_Pointing dataset excerpts_.
↓
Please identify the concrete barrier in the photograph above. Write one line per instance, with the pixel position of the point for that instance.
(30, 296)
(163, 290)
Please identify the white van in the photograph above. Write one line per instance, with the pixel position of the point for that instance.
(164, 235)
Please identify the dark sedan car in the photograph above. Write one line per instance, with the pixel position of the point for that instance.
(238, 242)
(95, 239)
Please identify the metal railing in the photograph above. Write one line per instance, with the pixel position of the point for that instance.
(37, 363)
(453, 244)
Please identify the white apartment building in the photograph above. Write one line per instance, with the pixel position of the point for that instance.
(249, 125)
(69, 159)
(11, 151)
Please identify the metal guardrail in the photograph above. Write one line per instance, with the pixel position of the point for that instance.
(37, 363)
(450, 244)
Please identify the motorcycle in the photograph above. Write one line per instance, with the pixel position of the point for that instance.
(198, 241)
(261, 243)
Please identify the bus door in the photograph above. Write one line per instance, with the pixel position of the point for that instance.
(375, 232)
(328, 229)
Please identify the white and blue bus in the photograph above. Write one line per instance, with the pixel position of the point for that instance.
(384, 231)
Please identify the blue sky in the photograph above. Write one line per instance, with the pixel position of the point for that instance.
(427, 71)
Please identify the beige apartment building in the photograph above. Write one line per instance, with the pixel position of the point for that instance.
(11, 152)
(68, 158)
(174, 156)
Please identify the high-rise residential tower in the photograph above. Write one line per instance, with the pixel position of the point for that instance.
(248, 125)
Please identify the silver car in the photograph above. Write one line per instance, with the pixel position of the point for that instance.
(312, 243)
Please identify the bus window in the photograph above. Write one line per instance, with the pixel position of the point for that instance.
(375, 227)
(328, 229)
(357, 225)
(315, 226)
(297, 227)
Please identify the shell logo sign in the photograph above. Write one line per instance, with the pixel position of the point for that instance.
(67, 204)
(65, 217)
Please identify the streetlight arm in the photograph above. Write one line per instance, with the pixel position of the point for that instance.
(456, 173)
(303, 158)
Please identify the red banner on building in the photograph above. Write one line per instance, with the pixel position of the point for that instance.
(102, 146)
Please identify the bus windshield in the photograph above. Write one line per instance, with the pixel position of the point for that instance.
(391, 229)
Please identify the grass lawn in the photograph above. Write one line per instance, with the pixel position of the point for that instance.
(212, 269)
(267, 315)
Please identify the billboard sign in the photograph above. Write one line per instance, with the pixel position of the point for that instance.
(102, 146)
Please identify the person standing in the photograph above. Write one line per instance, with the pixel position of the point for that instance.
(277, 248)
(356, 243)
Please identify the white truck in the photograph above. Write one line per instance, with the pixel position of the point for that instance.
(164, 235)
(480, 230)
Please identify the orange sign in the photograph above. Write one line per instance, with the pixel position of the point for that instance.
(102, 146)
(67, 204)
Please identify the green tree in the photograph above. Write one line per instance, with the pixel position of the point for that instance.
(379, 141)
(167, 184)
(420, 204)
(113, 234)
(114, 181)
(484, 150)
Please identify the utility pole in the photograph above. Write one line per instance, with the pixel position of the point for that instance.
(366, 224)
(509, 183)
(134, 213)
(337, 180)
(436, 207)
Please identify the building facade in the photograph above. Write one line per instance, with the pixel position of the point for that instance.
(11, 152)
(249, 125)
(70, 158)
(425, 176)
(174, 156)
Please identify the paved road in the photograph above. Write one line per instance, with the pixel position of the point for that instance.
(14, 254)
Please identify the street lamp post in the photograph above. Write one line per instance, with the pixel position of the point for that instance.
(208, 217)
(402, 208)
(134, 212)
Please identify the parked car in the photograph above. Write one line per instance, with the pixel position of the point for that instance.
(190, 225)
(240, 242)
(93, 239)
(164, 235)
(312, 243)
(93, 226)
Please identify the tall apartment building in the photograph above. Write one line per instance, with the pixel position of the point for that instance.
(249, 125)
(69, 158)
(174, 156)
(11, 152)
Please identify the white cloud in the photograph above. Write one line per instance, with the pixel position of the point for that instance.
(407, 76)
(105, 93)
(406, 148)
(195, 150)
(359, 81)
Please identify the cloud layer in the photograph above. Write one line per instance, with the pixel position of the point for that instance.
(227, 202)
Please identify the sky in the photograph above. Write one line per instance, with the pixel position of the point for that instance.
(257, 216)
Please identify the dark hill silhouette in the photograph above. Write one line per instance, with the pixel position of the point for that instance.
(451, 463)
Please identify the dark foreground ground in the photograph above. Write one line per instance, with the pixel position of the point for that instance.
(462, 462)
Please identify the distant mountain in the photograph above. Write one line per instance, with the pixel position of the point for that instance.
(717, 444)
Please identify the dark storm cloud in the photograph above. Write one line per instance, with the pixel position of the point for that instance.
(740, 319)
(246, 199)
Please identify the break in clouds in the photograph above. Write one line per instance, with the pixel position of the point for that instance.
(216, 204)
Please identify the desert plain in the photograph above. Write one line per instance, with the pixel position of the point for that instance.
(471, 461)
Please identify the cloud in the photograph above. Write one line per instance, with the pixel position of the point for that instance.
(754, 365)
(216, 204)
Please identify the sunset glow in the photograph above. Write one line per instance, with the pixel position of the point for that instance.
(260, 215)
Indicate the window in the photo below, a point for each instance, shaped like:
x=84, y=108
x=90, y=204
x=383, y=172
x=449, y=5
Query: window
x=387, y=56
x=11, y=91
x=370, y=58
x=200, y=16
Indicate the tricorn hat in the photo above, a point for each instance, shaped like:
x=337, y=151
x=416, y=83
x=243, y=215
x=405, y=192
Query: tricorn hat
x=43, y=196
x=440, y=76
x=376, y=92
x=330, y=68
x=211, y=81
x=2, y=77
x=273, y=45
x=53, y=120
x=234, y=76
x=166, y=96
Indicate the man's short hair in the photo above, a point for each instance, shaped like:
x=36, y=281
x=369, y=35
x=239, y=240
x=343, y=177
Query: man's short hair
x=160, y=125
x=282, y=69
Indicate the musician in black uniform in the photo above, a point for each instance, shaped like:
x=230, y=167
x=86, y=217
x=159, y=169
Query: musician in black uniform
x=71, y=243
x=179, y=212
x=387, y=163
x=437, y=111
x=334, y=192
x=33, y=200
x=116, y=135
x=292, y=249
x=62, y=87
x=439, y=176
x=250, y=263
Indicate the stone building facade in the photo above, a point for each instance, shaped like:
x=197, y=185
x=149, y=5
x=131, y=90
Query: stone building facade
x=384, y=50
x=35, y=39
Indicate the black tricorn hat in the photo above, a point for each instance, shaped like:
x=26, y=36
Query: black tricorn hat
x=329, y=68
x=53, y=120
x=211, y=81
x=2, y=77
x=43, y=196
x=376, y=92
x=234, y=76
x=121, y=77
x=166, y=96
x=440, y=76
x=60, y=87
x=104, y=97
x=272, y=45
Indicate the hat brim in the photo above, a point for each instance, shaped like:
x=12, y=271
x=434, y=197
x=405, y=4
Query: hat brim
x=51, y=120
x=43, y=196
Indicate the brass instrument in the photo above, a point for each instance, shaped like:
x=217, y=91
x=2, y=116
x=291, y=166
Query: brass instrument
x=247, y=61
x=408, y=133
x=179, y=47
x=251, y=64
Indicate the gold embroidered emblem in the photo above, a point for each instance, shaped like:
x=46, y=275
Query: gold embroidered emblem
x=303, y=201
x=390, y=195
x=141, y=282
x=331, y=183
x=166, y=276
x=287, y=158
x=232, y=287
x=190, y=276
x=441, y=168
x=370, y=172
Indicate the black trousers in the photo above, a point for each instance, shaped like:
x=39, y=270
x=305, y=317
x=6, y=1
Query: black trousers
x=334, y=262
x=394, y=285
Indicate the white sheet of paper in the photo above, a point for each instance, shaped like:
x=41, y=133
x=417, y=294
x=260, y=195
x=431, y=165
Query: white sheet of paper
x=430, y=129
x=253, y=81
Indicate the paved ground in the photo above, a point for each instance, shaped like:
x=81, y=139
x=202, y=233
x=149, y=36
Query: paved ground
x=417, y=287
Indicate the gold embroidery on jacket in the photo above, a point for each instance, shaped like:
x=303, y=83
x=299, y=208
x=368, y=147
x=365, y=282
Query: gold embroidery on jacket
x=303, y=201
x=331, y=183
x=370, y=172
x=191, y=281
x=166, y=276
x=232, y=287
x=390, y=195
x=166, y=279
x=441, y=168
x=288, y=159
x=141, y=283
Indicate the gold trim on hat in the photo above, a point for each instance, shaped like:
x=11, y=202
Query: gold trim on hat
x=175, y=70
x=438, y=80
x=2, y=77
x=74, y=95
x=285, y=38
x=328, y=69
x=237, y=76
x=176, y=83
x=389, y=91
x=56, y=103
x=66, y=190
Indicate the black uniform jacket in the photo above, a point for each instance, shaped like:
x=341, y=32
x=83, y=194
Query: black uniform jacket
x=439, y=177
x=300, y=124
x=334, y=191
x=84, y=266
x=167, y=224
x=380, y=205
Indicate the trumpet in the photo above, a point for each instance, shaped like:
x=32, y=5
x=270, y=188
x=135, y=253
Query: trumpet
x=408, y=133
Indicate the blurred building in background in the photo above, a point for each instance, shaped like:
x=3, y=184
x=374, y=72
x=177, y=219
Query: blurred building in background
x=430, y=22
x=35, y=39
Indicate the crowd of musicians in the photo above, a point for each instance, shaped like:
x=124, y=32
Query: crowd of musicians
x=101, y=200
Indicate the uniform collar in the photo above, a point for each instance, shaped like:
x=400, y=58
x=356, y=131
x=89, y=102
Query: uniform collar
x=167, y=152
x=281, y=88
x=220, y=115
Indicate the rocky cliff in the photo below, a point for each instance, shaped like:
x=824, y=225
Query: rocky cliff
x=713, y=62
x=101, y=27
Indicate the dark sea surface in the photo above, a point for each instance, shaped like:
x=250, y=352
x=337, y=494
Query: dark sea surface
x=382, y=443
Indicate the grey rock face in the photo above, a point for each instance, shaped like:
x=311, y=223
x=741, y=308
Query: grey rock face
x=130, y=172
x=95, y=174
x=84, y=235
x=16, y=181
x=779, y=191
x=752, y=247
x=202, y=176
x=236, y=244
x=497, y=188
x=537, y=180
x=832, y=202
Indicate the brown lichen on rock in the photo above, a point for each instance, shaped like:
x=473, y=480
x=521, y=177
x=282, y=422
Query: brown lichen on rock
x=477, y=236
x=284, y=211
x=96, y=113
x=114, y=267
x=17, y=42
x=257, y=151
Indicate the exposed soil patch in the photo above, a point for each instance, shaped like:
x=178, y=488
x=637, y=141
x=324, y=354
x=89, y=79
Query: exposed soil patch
↑
_Request_.
Can you output the rows between the line containing "Indicate the blurred" and the line containing "x=220, y=115", inclusive, as a JSON list of strings with one string per line and blank lines omitted?

_Exercise solution_.
[
  "Indicate the blurred building in background in the photo above, a point for each instance, shaped like:",
  "x=3, y=184",
  "x=374, y=72",
  "x=177, y=219",
  "Query: blurred building in background",
  "x=430, y=22",
  "x=35, y=39",
  "Indicate the crowd of musicians in the photo above, a point for each instance, shaped like:",
  "x=124, y=32",
  "Query: crowd of musicians",
  "x=101, y=200",
  "Indicate the uniform collar in the photo above, a point for each instance, shaped like:",
  "x=400, y=58",
  "x=356, y=131",
  "x=89, y=102",
  "Query: uniform collar",
  "x=167, y=152",
  "x=281, y=88",
  "x=220, y=115"
]